28 maggio 2006

Intervista al fondatore del Partito dei Pirati

Come segnalammo qualche post fa, in Svezia è nato per la prima volta il "Partito dei Pirati", come spiritosamente si autodefiniscono i fondatori. La sua nascita assomiglia un po' a quella del Partito dei Verdi di qualche decennio fa: sembrava un goliardata ma i Verdi sono arrivati ad ottenere anche il 15% nelle socialdemocrazie nord-europee. Certo, in Italia non sarebbe mai potuto nascere, considerando il qualunquismo imperante e la scarsa consapevolezza dei propri diritti: si preferisce scaricare a sbafo, piuttosto che elaborare politicamente le problematiche di copyright e privacy. Riportiamo qui l'intervista che Federico Mello ha realizzato per Generazione Idrogeno.

Rickard Falkvinge, fondatore del Partito dei Pirati. Da chi è composto il PIRATPARTAIT?
Nel Piratparitet abbiamo molti militanti giovani, ragazzi nati negli anni 70 e 80. I leader, invece, un po' più grandi, sono persone che conoscono a fondo, e dall'interno, il mondo delle aziende informatiche. [...]
I militanti sono giovani cresciuti con la tecnologia e perciò in grado di sfruttare al massimo tutte le potenzialità di Internet. Sono ragazzi che denunciano come opprimente, soffocante, la costante opera di lobbyng di tutte quelle aziende che, appartenendo "al passato", lavorano soltanto per preservare la propria posizione dominante sul mercato. I nostri militanti sono persone che oggi dicono basta a questa situazione e stanno provando ad organizzarsi. Noi vogliamo dargli questa possibilità.

▶ _DATI RACCOLTI_:
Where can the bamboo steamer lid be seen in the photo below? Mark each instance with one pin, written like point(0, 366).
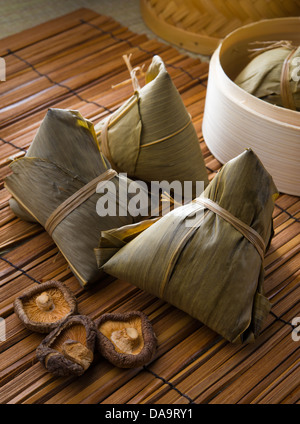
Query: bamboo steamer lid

▶ _ESERCIZIO ASSEGNATO_:
Riscrivi dall'articolo sul partito svedese tutto quello che va da "Come segnalammo qualche" giù fino a "composto il PIRATPARTAIT?", cambiando "Partito dei Pirati" con "Partito Pirata".

▶ _RISPOSTA ALL'ESERCIZIO_:
Come segnalammo qualche post fa, in Svezia è nato per la prima volta il "Partito Pirata", come spiritosamente si autodefiniscono i fondatori. La sua nascita assomiglia un po' a quella del Partito dei Verdi di qualche decennio fa: sembrava un goliardata ma i Verdi sono arrivati ad ottenere anche il 15% nelle socialdemocrazie nord-europee. Certo, in Italia non sarebbe mai potuto nascere, considerando il qualunquismo imperante e la scarsa consapevolezza dei propri diritti: si preferisce scaricare a sbafo, piuttosto che elaborare politicamente le problematiche di copyright e privacy. Riportiamo qui l'intervista che Federico Mello ha realizzato per Generazione Idrogeno.

Rickard Falkvinge, fondatore del Partito Pirata. Da chi è composto il PIRATPARTAIT?